• **Exercise objective**
Return every one of the records below, each line unchanged.

Records in a dataset:
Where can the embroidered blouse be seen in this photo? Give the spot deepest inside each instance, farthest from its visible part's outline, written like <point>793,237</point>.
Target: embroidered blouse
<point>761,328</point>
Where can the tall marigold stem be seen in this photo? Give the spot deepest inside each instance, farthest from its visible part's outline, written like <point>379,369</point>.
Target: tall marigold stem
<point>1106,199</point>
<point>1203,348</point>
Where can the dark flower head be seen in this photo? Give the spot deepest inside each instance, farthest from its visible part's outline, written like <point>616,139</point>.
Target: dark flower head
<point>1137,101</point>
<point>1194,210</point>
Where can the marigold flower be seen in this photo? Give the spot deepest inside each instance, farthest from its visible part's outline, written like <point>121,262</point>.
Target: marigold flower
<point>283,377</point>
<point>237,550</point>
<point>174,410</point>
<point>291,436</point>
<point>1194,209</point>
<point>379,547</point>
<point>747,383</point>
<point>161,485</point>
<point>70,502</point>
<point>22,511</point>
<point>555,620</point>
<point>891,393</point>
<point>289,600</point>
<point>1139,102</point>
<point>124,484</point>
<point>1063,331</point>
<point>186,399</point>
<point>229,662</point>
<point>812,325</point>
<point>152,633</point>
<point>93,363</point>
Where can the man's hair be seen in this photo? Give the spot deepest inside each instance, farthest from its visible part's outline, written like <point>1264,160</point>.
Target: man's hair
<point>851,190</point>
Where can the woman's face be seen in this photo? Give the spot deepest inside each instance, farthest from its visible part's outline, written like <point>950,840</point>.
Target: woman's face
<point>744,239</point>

• **Output for this task**
Where can the embroidered blouse be seen in this photo? Give the spot deepest inside each instance, farthest from its visible part's outline, written like <point>793,237</point>.
Target: embroidered blouse
<point>761,328</point>
Where can the tall marigold stem be seen in this photo? Give the spot deepest inside each instance, farthest from its visible part's outline, written like <point>379,369</point>.
Target: tall marigold stem
<point>1106,199</point>
<point>1203,348</point>
Where can the dark flower head be seen in this photo? Give the spot deepest inside each instance, farthest from its visible part's outline, written like <point>616,139</point>.
Target: dark flower head
<point>1137,101</point>
<point>1194,210</point>
Where can the marigold flower be seen in this photo? Give the spot deepest inside each instance, farthest from its visible part's outline, written like <point>121,262</point>.
Target: marigold flower
<point>283,377</point>
<point>237,550</point>
<point>174,410</point>
<point>291,436</point>
<point>1194,209</point>
<point>379,547</point>
<point>747,383</point>
<point>161,485</point>
<point>70,502</point>
<point>22,511</point>
<point>555,620</point>
<point>891,393</point>
<point>289,600</point>
<point>1139,102</point>
<point>124,484</point>
<point>1063,331</point>
<point>186,399</point>
<point>229,662</point>
<point>812,325</point>
<point>152,633</point>
<point>93,363</point>
Where can the man's hair be seen in this photo? Give the spot deepest inside each instance, farthest from its visible part's outline, written like <point>1264,160</point>.
Target: man's hair
<point>851,190</point>
Where can the woman's face be seen in this photo? Give the spot deepest inside each instance, farthest from its visible part's outline, written like <point>950,840</point>.
Target: woman's face
<point>744,239</point>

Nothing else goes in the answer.